O que fazer:
A – Como se traduz para o inglês a frase "A Bíblia contém exemplos de indivíduos que se esquivaram de receber cargas e de outros que as receberam em demasia.", do texto sobre as tensões da vida cristã?
B – Dê sequência ao texto sobre as tensões da vida cristã a partir da última frase apresentada.

Trecho fornecido:

■ ■ ■ ■

Como administrar as tensões da vida cristã e dos embates pastorais

As características do século 21 configuram um conjunto de sinais indicadores da proximidade da segunda vinda de Jesus Cristo. Depois do violento ataque terrorista aos Estados Unidos, no dia 11 de setembro de 2001, e das tsunamis no sudeste asiático, em dezembro de 2004, que resultaram em mais de trezentos mil mortos e desaparecidos, nos despertamos para o fato de que ainda terão lugar acontecimentos inéditos que exigirão preparo especial para enfrentá-los.

Esses sinais produzirão “sobre a Terra, angústia entre as nações” (Luc. 21:25). Angústias, não apenas por causa das grandes catástrofes, mas também por falta ou excesso de trabalho, insegurança, assaltos, problemas familiares, doenças, e incapacidade para administrar as cargas da vida. De acordo com a Organização Mundial da Saúde, o maior problema do século 21 será a depressão, resultante do estresse que as pessoas sofrerão por não saberem administrar seus fardos.1

A Bíblia contém exemplos de indivíduos que se esquivaram de receber cargas e de outros que as receberam em demasia. Moisés se queixou a Deus, dizendo: “por que … puseste sobre mim a carga de todo este povo?” (Núm. 11:11). Porém, Deus não lhe havia imposto tal carga; ao contrário, o instruiu a nomear setenta anciãos para que o ajudassem a levar “a carga do povo” (vs. 16 e 17). Aliás, quando Jetro, sogro de Moisés, percebeu sua angústia e o árduo trabalho realizado, o aconselhou a dividir a carga entre líderes de dez, de cinqüenta, de cem e de mil. E disse: “…será assim mais fácil para ti, e eles levarão a carga contigo” (Êxo. 18:13-22).

■ ■ ■ ■

Registros apresentados:
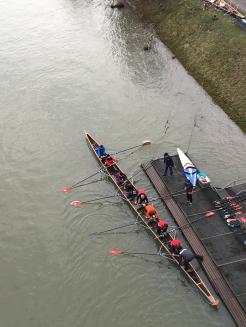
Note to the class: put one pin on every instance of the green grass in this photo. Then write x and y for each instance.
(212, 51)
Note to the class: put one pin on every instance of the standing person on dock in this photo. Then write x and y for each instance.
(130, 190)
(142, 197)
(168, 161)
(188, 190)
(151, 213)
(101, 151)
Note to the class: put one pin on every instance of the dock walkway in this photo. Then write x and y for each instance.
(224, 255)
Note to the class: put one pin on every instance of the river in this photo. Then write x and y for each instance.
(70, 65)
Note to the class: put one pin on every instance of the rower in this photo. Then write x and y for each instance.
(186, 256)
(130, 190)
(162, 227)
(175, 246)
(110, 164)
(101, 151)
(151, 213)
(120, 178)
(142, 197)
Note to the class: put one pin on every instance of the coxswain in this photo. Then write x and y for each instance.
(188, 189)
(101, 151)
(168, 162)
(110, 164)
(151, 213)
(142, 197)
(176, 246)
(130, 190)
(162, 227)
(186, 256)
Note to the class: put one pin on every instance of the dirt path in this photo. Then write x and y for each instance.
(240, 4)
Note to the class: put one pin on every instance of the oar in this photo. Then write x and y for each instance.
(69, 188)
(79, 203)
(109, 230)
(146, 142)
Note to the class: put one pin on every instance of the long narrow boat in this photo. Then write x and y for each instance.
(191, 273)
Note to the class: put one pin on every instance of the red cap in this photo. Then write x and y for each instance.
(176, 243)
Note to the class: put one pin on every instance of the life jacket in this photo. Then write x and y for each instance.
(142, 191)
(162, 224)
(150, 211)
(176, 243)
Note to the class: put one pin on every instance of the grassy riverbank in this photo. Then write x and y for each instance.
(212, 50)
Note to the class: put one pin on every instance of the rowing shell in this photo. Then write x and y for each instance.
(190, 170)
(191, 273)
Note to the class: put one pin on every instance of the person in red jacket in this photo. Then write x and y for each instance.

■ ■ ■ ■

Respostas por tarefa:
A – The Bible contains examples of individuals who avoided receiving burdens and of others who received them in excess.

B –
O exercício do pastorado implica a existência de pesadas cargas, assim como a vida cristã individual. Como podemos administrá-las? Há pelo menos três princípios bíblicos, com ênfase imperativa, que podem nos ajudar a fazê-lo.

Responsabilidade individual

Escrevendo aos cristãos gálatas, Paulo diz que “cada um levará o seu próprio fardo” (Gál. 6:5). A palavra grega fortión, traduzida como fardo ou carga, contém a idéia de responsabilidade intransferível; algo que temos de levar, sem opção de recusar. Se não a assumirmos, seremos infiéis, irresponsáveis, diante de Deus. Envolve mordomia, e a todos os seres humanos é dito: “Presta contas da tua administração” (Luc. 16:2). Essa é a responsabilidade conferida a cada ser humano.

A expressão “cada um” indica responsabilidade individual. O líder, o liderado, o esposo e pai, a esposa e mãe, o filho, o patrão, o empregado, todos têm responsabi-lidades e dons, designados por Deus, que são intransferíveis e devem ser cumpridos. Na parábola dos talentos (Mat. 25:1-31), alguns servos receberam cinco talentos; ou-tros, dois; e outro recebeu um. Porém, todos foram igualmente responsáveis diante de Deus pelas cargas e tarefas recebidas. Elas podem ser grandes, médias ou pequenas, mas todos devem responder diante de Deus. “Se sua igreja for ‘normal, 20% dos membros estarão realizando 80% do trabalho. Isso é conhecido como o ‘princípio de Paretto’. Paretto foi um matemático italiano que viveu no século 19. Segundo ele, 80% dos resultados provêm de 20% dos eventos ou pessoas.”2

Bem, se numa igreja 20% estão levando 80% de toda a carga, a verdade é que ela está contaminada por “ociosite”, doença que a põe numa condição deplorável. Paulo escolheu as palavras certas. Quando disse que “cada um levará o seu próprio fardo”, empregou o termo idios (próprio), que tem muita força. É “a carga de sua propriedade”, “que lhe pertence”, que é intransferível, simplesmente “porque é sua”. Quando alguém não a assume, outra pessoa o faz. Por isso, temos filhos que prejudicam pais, professores que prejudicam alunos, líderes que prejudicam liderados e vice-versa.

Pais que assumem as cargas dos filhos, com o argumento de não desejarem que estes sofram, estão lhes fazendo grande mal, e transgridem o primeiro princípio imperativo, segundo o qual “cada um levará o seu próprio fardo”. Notemos os diferentes aspectos dos princípios bíblicos para levar nossas cargas: l)Todos, idosos, adultos, jovens e crianças, têm cargas. 2)As cargas são diferentes para cada pessoa. 3)Há diferentes formas pelas quais as cargas são conduzidas. 4)Todos ajudam outros a levarem suas cargas.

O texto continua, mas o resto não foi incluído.